WHAT THE TASK REQUIRES = Scan the data below and state how many of its lines contain the word "each", giving only the figure.

TASK MATERIAL =
═══

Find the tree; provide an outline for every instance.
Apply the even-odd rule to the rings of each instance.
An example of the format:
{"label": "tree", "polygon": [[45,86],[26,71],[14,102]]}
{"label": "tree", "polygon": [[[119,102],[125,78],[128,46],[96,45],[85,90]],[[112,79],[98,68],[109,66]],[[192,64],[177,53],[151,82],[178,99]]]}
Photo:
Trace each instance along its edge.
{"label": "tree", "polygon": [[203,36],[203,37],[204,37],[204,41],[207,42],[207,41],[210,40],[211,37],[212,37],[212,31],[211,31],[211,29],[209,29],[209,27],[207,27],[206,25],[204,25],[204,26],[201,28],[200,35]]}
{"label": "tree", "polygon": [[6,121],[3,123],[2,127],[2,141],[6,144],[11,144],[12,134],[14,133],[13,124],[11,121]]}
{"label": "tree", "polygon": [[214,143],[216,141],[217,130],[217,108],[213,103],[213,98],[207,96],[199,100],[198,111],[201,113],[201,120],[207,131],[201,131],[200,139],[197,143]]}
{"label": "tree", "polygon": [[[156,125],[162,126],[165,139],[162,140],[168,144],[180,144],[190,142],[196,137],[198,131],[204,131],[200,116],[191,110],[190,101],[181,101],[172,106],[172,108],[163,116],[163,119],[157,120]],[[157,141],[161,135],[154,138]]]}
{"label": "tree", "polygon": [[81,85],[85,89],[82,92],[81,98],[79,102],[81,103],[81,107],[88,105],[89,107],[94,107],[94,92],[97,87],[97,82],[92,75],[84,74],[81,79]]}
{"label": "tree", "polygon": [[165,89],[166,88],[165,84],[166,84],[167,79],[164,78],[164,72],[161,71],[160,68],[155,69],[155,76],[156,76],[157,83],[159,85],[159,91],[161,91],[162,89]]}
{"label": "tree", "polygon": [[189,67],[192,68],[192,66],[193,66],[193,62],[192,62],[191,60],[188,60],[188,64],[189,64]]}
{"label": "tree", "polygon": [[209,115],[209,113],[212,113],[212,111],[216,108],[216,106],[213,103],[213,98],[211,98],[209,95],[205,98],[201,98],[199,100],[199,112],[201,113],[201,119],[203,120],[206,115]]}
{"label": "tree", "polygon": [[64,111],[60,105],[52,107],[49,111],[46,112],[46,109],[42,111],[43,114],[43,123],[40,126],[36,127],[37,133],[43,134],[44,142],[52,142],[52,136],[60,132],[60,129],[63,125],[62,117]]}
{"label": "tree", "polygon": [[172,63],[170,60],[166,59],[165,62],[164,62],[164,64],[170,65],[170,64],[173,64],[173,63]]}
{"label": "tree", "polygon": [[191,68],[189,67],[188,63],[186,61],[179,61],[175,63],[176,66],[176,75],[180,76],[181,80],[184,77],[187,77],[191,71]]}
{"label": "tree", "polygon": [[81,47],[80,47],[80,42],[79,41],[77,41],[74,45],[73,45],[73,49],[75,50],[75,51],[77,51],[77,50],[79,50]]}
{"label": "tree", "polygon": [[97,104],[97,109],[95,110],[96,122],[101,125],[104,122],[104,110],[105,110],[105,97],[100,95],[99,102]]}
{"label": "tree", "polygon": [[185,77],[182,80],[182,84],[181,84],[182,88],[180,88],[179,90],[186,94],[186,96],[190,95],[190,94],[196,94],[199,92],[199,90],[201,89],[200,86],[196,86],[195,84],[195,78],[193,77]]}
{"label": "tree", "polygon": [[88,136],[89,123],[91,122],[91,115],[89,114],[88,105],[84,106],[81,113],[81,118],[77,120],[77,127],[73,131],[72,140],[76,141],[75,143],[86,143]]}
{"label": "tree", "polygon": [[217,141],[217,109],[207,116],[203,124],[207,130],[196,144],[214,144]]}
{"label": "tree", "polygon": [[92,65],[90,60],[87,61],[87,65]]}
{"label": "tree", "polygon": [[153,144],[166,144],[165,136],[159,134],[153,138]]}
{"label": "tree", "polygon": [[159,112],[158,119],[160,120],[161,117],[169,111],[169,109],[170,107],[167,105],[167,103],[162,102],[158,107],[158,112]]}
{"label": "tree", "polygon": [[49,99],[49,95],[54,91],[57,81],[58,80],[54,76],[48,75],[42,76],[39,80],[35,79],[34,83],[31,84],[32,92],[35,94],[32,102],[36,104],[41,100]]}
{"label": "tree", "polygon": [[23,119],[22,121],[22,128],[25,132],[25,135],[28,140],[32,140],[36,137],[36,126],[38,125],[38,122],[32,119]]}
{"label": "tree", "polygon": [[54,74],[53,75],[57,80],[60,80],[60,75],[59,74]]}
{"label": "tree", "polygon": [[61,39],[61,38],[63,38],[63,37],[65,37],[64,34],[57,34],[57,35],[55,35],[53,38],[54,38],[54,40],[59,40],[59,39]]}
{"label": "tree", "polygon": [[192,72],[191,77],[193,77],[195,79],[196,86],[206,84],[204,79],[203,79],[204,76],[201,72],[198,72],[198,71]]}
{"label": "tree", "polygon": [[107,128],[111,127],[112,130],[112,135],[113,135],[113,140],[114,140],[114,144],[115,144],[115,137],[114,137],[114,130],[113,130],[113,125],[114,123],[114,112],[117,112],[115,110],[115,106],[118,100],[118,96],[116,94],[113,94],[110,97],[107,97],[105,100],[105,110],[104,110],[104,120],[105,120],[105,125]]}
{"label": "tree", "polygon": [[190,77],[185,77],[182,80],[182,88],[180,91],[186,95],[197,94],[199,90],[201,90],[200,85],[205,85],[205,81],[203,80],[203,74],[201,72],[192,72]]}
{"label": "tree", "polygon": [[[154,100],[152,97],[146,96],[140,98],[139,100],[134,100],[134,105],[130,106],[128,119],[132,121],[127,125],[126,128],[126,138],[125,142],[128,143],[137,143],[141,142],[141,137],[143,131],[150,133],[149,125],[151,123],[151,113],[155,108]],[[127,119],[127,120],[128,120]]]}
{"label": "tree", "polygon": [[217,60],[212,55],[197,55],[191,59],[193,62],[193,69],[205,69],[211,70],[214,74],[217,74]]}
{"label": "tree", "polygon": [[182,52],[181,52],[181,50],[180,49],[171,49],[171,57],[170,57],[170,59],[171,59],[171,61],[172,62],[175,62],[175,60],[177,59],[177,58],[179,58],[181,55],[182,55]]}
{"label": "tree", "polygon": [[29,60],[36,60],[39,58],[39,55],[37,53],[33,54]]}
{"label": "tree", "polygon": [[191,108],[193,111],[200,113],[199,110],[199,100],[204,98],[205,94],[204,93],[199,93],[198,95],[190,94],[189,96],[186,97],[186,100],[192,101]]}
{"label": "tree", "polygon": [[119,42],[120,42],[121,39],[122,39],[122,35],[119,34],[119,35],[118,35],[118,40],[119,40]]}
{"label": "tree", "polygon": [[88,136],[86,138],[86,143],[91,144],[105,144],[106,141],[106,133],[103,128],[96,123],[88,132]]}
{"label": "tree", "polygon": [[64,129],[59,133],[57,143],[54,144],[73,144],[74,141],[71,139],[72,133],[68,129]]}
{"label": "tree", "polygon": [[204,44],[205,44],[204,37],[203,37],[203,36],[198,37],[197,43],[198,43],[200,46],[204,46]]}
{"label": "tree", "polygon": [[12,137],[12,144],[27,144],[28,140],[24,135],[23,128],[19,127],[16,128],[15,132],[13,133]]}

═══

RESPONSE TO THIS TASK = 2